Gerd Carling

A Revised and Digitised Lexicon over Tocharian A



Tocharian A and B are two Indo-European languages that are attested in text fragments from present Xinjang, China, dated 6-800 AD. The total number of fragments is about 4,000, and 520 of these are written in Tocharian A. Most A-texts are preserved in Berlin and were published in transliteration by Emil Sieg - Wilhelm Siegling 1921. This material has been collected into a concordance by Pavel Poucha Thesaurus Linguae Tocharicae (1955). Unfortunately, this publication contains many errors in the identification of individual lexemes and passages. A collection of fragments, unearthed in Yanqi 1974, has shed new light on earlier material and solved many questions that had arisen with Poucha's thesaurus. The first step of the present project will be to build up a text database consisting of all A material: the Berlin and Yanqi texts plus unpublished A texts from Paris. This will be completed by restorations and corrections by integrating a reference database, containing references to individual passages and texts. Then Poucha 1955 will be examined and lemmata that require revision will be dealt with completely. In connection with this parallel words and passages in Uighur and Sanskrit will be included. The purpose is to provide a complementary volume to Poucha's thesaurus and the word index of Tocharian A in Wolfgang Krause - Werner Thomas Tocharisches Elementarbuch (1964), the two main present lexical facilities for Tocharian A.

## Exercise task A:
Find every line in the entries below that contains the string "asparagus", and copy each one. Case counts.

[Data taken from a collection]

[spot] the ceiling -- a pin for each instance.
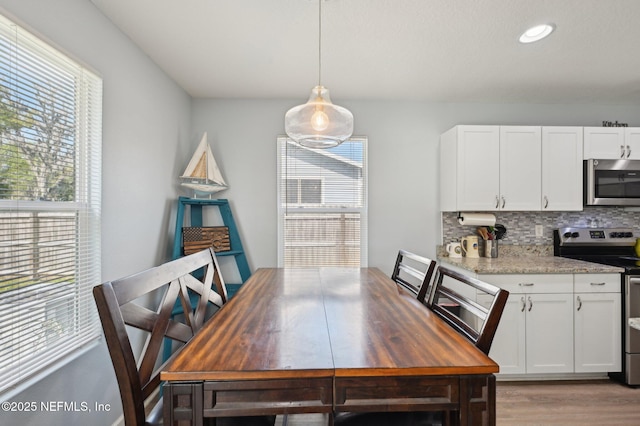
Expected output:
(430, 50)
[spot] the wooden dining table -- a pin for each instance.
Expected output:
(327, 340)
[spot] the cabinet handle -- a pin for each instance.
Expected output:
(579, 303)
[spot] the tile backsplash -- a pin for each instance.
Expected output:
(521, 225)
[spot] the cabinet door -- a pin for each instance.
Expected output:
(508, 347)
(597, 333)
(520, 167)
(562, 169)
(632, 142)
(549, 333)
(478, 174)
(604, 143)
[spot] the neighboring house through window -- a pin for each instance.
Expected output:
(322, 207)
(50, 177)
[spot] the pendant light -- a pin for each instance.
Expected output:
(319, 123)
--
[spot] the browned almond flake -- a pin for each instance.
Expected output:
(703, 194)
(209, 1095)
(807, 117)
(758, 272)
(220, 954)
* * *
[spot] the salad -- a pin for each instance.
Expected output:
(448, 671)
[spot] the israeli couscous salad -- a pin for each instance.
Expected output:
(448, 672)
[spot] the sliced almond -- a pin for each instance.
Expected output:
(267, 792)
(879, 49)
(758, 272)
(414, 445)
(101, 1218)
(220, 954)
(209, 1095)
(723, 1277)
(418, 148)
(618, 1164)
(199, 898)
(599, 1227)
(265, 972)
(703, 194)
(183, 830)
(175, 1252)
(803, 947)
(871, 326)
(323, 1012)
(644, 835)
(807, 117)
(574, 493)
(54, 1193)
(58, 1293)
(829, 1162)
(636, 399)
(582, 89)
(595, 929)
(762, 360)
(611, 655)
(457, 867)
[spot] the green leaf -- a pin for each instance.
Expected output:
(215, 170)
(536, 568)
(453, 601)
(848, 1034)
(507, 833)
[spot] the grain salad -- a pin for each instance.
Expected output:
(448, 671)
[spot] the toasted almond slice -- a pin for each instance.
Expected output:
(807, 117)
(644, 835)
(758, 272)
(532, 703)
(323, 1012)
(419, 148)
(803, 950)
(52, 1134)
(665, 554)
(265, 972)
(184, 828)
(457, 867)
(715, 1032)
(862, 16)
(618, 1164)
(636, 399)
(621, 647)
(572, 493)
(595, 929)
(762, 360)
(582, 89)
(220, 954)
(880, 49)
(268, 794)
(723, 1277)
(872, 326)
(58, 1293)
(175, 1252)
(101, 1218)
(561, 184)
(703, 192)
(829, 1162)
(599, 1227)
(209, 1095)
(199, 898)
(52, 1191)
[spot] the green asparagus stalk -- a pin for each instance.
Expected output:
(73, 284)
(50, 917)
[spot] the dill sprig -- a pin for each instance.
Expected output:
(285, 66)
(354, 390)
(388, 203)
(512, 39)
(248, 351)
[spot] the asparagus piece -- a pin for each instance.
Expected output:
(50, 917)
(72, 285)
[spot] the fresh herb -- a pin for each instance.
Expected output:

## Exercise task B:
According to the Tocharian A lexicon description, how many of the text fragments are written in Tocharian A?

## Exercise answer A:
[spot] the green asparagus stalk -- a pin for each instance.
[spot] the asparagus piece -- a pin for each instance.

## Exercise answer B:
520 of the roughly 4,000 fragments are written in Tocharian A.